** start Page text **

GCP Data Storage Manager Documentation

Overview

The GCPDataStorage class from the gc_data_storage package is a comprehensive Python utility for managing data storage between local environments and Google Cloud Storage (GCS) buckets. It provides a unified interface for saving, reading, and managing various data types including DataFrames, plots, images, and generic files.

Author: Aymone Jeanne Kouame
Date: 2025-07-18
Version: 3.0.0

Quick Start & Complete Workflow Example

# Install the package
pip install --upgrade gc_data_storage

# Initialize storage manager
#uses the default bucket_name in the environment. User can define a bucket name with the arg: bucket_name='my-analysis-bucket'
from gc_data_storage import GCPDataStorage
storage = GCPDataStorage(directory='experiments') 

# List all files
storage.list_files()

# Get File Info or Search a file
## Using the full location name - if known
info = storage.get_file_info('gs://my-analysis-bucket/experiments/analysis_plot.png')

## Using a partial string
info = storage.get_file_info('plot', partial_string = True)
                        
# Save analysis results
results_df = pd.DataFrame({'metric': ['accuracy', 'precision'], 'value': [0.95, 0.87]})
storage.save_data_to_bucket(results_df, 'results.csv')

# Save visualization
import matplotlib.pyplot as plt
plt.figure(figsize=(10, 6))
plt.plot([1, 2, 3, 4], [1, 4, 2, 3])
plt.title('Analysis Results')
storage.save_data_to_bucket(plt.gcf(), 'analysis_plot.png', dpi=300)

# Create multi-sheet Excel report
raw_data_df = pd.DataFrame({'race': ['Asian', 'White'], 'count': [1523, 5899]})

** end Page text **
** start Data for this task **

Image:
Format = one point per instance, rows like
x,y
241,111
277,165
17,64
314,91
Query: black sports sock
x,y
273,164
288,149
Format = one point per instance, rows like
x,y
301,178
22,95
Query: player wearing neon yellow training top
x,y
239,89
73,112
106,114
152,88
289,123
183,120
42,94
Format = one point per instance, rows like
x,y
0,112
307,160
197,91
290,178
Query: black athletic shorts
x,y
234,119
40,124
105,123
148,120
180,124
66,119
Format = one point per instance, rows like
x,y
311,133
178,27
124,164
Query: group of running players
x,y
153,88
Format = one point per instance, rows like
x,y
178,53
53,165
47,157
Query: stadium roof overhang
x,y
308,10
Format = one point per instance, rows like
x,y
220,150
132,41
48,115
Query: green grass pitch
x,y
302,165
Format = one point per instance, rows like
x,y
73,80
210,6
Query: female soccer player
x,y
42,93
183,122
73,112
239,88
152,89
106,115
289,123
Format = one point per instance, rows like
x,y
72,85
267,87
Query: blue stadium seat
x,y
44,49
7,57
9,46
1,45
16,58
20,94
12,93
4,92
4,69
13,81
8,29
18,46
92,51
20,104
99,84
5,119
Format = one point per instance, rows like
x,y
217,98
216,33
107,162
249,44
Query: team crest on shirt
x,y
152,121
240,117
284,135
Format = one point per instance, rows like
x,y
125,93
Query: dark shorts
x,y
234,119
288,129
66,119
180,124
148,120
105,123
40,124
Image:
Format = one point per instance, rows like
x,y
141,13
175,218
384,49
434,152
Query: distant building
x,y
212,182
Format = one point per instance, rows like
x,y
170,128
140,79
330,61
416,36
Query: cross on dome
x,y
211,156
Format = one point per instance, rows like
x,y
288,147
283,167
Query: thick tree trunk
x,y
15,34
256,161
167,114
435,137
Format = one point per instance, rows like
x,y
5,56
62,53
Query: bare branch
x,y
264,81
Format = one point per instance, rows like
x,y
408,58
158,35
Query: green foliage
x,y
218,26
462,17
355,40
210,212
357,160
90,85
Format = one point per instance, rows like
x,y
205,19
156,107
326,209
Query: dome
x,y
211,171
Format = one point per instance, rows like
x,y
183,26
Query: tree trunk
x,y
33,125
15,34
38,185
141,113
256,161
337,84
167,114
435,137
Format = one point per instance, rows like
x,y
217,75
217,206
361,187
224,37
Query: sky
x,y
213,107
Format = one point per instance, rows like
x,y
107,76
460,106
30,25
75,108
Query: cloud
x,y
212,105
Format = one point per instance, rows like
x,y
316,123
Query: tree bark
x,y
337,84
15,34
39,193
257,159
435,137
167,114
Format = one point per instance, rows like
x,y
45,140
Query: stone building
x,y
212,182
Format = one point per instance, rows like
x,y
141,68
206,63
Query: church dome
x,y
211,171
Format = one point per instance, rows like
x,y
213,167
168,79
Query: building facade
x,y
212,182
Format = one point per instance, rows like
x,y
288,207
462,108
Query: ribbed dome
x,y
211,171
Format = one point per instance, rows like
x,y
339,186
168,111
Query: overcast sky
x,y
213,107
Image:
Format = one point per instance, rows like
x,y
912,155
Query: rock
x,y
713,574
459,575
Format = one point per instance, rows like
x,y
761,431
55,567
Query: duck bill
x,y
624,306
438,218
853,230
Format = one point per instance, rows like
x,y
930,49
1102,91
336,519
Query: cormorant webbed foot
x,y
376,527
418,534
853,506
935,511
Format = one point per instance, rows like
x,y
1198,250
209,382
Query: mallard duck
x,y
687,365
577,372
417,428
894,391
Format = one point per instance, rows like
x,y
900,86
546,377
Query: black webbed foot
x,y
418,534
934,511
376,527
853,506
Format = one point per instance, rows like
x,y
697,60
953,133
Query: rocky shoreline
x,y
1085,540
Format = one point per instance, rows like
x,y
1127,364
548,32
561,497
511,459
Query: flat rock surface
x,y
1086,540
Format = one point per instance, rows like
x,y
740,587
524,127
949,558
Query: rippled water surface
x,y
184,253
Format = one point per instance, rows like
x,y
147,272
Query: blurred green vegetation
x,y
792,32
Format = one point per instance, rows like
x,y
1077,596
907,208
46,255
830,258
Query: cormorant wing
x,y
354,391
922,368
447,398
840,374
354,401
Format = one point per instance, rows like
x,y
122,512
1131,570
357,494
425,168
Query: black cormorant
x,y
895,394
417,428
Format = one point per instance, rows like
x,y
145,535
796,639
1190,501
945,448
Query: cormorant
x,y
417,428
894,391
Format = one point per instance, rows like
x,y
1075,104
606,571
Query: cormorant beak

** end Data for this task **
** start Data for this task **

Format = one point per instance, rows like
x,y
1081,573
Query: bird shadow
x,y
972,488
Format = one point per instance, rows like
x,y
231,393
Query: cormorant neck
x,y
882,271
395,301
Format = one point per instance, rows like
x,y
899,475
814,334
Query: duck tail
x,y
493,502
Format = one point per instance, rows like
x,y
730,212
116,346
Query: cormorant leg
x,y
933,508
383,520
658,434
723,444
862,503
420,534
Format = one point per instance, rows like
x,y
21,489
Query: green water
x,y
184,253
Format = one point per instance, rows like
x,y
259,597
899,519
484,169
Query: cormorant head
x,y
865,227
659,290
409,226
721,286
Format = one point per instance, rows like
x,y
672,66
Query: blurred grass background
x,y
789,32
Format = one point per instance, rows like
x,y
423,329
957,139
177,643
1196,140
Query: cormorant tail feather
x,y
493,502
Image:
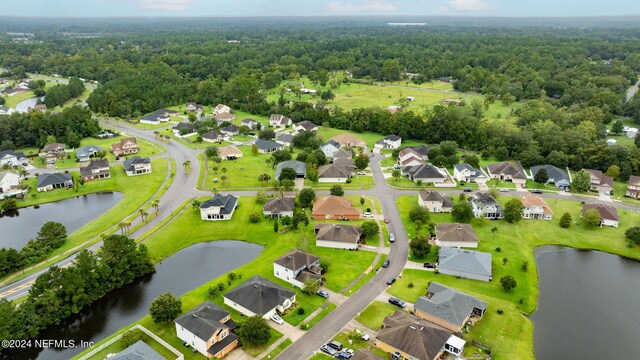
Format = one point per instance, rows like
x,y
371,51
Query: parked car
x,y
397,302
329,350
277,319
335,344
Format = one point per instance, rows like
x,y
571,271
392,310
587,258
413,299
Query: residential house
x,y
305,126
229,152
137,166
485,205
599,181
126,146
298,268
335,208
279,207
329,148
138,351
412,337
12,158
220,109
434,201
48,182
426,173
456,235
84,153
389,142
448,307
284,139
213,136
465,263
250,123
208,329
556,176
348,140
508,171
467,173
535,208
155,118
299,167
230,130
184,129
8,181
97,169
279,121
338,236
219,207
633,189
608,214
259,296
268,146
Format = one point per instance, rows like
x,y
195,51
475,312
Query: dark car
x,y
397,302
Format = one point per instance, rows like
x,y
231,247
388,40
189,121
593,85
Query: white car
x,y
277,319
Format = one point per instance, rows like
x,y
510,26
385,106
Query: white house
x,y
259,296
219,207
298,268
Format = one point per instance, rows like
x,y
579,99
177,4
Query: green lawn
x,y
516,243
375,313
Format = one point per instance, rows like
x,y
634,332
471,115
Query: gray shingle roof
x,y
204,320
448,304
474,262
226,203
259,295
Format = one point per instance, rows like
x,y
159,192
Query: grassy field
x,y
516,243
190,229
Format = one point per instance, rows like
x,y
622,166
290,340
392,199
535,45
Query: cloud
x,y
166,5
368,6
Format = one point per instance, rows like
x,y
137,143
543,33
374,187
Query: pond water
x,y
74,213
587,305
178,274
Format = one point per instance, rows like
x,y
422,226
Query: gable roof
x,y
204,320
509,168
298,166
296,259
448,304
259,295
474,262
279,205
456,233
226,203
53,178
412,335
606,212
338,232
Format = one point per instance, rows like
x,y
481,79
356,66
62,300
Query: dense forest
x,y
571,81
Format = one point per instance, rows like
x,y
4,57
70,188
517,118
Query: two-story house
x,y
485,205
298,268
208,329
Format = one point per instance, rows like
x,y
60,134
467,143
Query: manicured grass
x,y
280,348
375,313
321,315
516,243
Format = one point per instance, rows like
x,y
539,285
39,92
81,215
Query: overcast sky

** end Data for this task **
** start Data for this task **

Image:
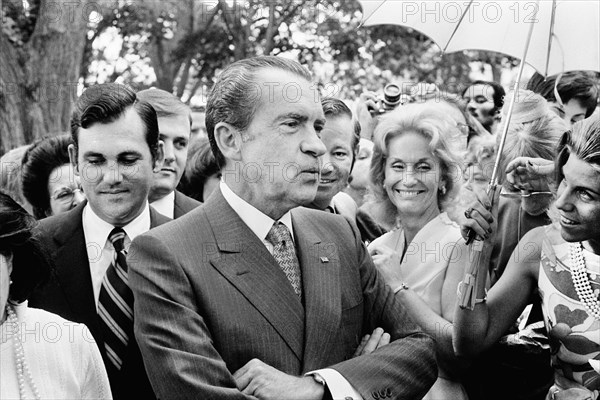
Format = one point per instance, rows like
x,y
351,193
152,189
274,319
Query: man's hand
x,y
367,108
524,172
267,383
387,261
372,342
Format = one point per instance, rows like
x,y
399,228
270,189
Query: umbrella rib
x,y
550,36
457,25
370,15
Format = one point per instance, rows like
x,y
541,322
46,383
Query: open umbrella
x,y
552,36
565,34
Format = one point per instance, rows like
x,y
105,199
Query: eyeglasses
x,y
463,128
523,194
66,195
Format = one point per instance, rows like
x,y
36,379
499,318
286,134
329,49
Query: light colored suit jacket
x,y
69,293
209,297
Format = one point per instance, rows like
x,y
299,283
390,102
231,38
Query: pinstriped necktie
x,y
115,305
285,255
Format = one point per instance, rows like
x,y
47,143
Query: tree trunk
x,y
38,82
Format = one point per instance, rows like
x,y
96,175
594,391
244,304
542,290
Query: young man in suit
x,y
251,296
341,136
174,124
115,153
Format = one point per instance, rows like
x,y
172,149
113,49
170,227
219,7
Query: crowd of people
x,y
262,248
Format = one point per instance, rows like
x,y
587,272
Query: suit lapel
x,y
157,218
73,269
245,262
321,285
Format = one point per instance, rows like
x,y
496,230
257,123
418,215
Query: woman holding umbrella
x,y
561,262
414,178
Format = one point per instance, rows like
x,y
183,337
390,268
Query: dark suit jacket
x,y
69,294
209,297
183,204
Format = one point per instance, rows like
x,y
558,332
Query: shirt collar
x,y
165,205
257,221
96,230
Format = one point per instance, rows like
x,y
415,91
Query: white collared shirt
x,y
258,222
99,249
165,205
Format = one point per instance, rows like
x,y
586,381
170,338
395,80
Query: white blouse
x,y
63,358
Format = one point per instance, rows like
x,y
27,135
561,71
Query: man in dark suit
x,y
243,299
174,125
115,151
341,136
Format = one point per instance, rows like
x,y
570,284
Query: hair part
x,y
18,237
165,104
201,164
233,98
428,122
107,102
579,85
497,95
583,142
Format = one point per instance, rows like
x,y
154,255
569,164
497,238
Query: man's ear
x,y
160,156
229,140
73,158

** end Data for this task **

- _Problem 1_
Reproduce verbatim the passage of the storage documentation starting with "# Initialize storage" and going on through "partial_string = True)".
- _Problem 2_
List every line in the rows that contains the word "cormorant".
The storage documentation and the rows are unrelated to each other.

- _Exercise output 1_
# Initialize storage manager
#uses the default bucket_name in the environment. User can define a bucket name with the arg: bucket_name='my-analysis-bucket'
from gc_data_storage import GCPDataStorage
storage = GCPDataStorage(directory='experiments') 

# List all files
storage.list_files()

# Get File Info or Search a file
## Using the full location name - if known
info = storage.get_file_info('gs://my-analysis-bucket/experiments/analysis_plot.png')

## Using a partial string
info = storage.get_file_info('plot', partial_string = True)

- _Exercise output 2_
Query: cormorant webbed foot
Query: cormorant wing
Query: black cormorant
Query: cormorant
Query: cormorant beak
Query: cormorant neck
Query: cormorant leg
Query: cormorant head
Query: cormorant tail feather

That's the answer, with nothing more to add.